## WHAT YOU HAVE TO DO
Could you write out the records below exactly as they appear?

## DATA
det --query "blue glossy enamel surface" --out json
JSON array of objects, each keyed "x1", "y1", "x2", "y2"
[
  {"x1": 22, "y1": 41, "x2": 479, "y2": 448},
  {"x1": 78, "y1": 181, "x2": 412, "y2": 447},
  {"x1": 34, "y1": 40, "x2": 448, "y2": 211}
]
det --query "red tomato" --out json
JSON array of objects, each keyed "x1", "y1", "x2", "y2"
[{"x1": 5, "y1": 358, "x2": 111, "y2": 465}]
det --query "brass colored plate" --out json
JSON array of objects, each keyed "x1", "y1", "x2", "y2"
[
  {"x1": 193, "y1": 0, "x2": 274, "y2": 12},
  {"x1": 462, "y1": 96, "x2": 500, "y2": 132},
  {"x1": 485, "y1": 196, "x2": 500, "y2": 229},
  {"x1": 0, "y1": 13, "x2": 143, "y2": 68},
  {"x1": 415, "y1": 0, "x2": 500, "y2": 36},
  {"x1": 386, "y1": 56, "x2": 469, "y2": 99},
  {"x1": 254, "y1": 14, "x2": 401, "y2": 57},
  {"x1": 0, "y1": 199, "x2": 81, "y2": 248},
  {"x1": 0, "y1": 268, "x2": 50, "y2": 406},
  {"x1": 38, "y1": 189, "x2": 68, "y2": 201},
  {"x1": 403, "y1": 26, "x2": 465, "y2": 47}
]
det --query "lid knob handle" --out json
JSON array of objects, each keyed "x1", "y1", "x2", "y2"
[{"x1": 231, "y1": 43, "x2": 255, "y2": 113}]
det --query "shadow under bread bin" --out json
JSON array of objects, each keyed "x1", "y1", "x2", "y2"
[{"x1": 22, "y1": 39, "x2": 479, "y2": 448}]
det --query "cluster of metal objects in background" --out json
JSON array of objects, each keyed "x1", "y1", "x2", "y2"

## TASK RESULT
det --query "blue glossy enamel surface" --out json
JSON array of objects, each keyed "x1", "y1", "x2", "y2"
[
  {"x1": 22, "y1": 41, "x2": 479, "y2": 448},
  {"x1": 78, "y1": 181, "x2": 412, "y2": 447},
  {"x1": 34, "y1": 40, "x2": 448, "y2": 211}
]
det --query "red tomato" --out json
JSON array of objects, each keyed "x1", "y1", "x2", "y2"
[{"x1": 5, "y1": 358, "x2": 111, "y2": 465}]
det --query "brass colored plate" --out json
JSON array of objects, each keyed "x1", "y1", "x2", "y2"
[
  {"x1": 193, "y1": 0, "x2": 274, "y2": 12},
  {"x1": 462, "y1": 96, "x2": 500, "y2": 132},
  {"x1": 485, "y1": 196, "x2": 500, "y2": 229},
  {"x1": 0, "y1": 13, "x2": 143, "y2": 68},
  {"x1": 415, "y1": 0, "x2": 500, "y2": 36},
  {"x1": 386, "y1": 56, "x2": 469, "y2": 99},
  {"x1": 254, "y1": 14, "x2": 401, "y2": 57},
  {"x1": 0, "y1": 199, "x2": 81, "y2": 248},
  {"x1": 0, "y1": 268, "x2": 50, "y2": 406},
  {"x1": 38, "y1": 189, "x2": 68, "y2": 201},
  {"x1": 403, "y1": 26, "x2": 465, "y2": 47}
]
det --query "lid knob handle" --out json
JSON array of objects, each keyed "x1", "y1", "x2", "y2"
[{"x1": 231, "y1": 43, "x2": 255, "y2": 113}]
det --query "shadow under bread bin" --out json
JSON array of objects, each keyed "x1", "y1", "x2", "y2"
[{"x1": 22, "y1": 39, "x2": 479, "y2": 448}]
det --query "cluster of metal objects in background" --out json
JSON array of objects, each keyed "x1", "y1", "x2", "y2"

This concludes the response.